▶ **WHAT THE TASK REQUIRES**
For every entry below, give an exact repeat and leave out the pictures.

(Saved data entries)
• • •
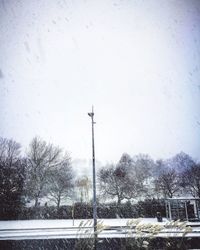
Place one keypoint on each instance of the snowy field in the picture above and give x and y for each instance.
(58, 229)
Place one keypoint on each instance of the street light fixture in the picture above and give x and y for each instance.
(94, 181)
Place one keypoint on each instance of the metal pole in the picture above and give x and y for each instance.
(94, 182)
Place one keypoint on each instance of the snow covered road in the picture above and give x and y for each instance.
(58, 229)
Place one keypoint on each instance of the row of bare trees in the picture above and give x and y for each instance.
(46, 171)
(139, 176)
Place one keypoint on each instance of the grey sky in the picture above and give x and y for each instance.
(137, 62)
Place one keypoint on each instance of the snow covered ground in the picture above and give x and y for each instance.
(111, 228)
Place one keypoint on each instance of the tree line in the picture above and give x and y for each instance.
(45, 171)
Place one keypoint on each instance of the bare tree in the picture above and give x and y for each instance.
(83, 185)
(60, 183)
(167, 183)
(190, 180)
(9, 150)
(42, 158)
(116, 182)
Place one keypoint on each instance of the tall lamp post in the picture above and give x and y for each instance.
(94, 182)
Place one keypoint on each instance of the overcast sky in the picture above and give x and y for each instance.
(137, 62)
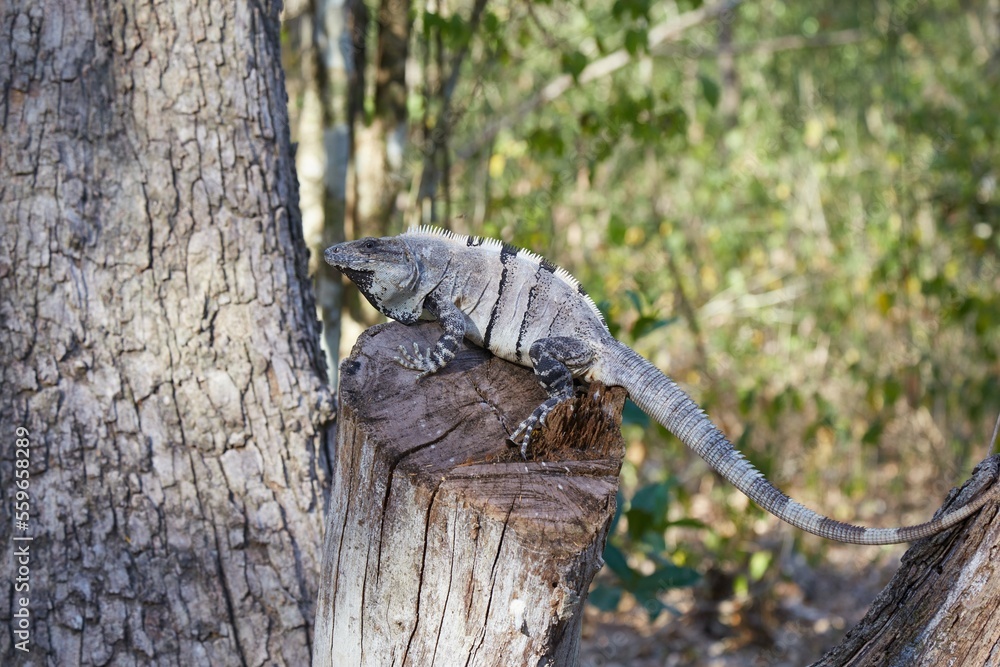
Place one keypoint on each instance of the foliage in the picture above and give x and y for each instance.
(643, 539)
(826, 251)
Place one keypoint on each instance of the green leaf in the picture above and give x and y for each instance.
(759, 562)
(632, 414)
(636, 41)
(573, 63)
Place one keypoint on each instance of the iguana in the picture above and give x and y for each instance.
(526, 310)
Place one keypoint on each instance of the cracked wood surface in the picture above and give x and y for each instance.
(443, 547)
(158, 335)
(943, 605)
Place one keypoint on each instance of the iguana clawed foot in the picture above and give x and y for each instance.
(534, 420)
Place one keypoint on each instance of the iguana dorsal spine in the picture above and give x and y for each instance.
(526, 310)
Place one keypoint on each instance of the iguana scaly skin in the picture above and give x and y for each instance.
(526, 310)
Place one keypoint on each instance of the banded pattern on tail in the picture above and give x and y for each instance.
(661, 398)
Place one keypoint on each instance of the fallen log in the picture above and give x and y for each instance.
(443, 546)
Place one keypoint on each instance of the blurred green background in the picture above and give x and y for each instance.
(791, 208)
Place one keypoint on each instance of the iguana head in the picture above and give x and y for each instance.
(388, 273)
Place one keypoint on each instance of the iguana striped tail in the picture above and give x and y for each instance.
(660, 398)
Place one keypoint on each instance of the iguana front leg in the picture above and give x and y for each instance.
(555, 360)
(437, 357)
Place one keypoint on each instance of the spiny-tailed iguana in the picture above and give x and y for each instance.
(526, 310)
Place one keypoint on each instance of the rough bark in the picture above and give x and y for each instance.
(941, 607)
(158, 335)
(443, 547)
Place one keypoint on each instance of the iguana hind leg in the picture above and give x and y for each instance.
(555, 361)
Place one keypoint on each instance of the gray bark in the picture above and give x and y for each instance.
(159, 337)
(443, 547)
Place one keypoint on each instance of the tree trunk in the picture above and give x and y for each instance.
• • •
▶ **SOLUTION**
Place one keypoint on each instance of the snowy field in the picture above and give x and y for each instance.
(58, 229)
Place one keypoint on each instance of the street light fixture in the picture above and give x and y for each instance.
(94, 181)
Place one keypoint on each instance of the metal pole in the picture above and give x and y for each instance.
(94, 182)
Place one keypoint on each instance of the snow covered road in the picture above and give x and y for each instance.
(58, 229)
Place one keypoint on each instance of the row of bare trees in the picture above and give x and y for each instance.
(46, 171)
(139, 176)
Place one keypoint on each instance of the grey sky in the picture above and give x and y for each instance.
(137, 62)
Place one keypoint on each instance of the snow covered ground in the picture above and give x and y for each instance.
(111, 228)
Place one keypoint on each instance of the tree line in the picture above and give x and y for each instance.
(45, 171)
Place one keypoint on each instance of the bare tree in the picture above and give x and y for each instance.
(83, 185)
(60, 183)
(167, 183)
(190, 180)
(9, 150)
(42, 158)
(116, 182)
Place one keypoint on each instance of the tall lamp post in the picture above and give x and y for each instance.
(94, 182)
Place one keypoint on each instance of the overcast sky in the picture above and give x and y for each instance.
(137, 62)
Place one keypoint on each instance of the foliage in the picture above and give x and y for each instance.
(643, 539)
(826, 251)
Place one keypoint on each instance of the green leaf in the picture above and give x and y for each instance.
(759, 562)
(632, 414)
(636, 41)
(573, 63)
Place one keypoint on each instance of the iguana in the picture above and give x and y for each instance.
(526, 310)
Place one keypoint on each instance of the cracked wood surface in the picture above and give x and y for each instance.
(443, 547)
(158, 335)
(943, 605)
Place one keypoint on each instance of the iguana clawed foot in the picture above and give x and y for each instance.
(534, 420)
Place one keypoint on each instance of the iguana dorsal spine in the picture above and give x and y for each instance.
(526, 310)
Place one keypoint on each instance of the iguana scaly skin in the picture above and give x and y for each instance.
(526, 310)
Place one keypoint on each instance of the banded pattern on tail in the picture above and give x and y for each instance.
(661, 398)
Place one keypoint on each instance of the fallen log in the picture above and give x and y for each instance.
(443, 546)
Place one keypoint on each instance of the blurred green background in the picture above and give x and y for each instance.
(791, 208)
Place one keypoint on each instance of the iguana head in the picture above and give x and y for each instance.
(388, 273)
Place one keypoint on each instance of the iguana striped tail in the picture above and give x and y for each instance.
(660, 398)
Place one keypoint on each instance of the iguana front leg in the picture above and give x and y for each instance.
(555, 360)
(437, 357)
Place one keypoint on each instance of the spiny-tailed iguana in the picture above and give x and y for each instance.
(526, 310)
Place one keypoint on each instance of the rough bark in the picture above and give x and y for each instance.
(941, 607)
(158, 335)
(443, 547)
Place one keypoint on each instance of the iguana hind leg in the picture above and give x and y for each instance.
(555, 361)
Place one keypoint on each instance of the gray bark in the picture above and give x and y for each instance.
(159, 337)
(443, 547)
Place one keypoint on each instance of the tree trunk in the picture above and give x and y for each instance.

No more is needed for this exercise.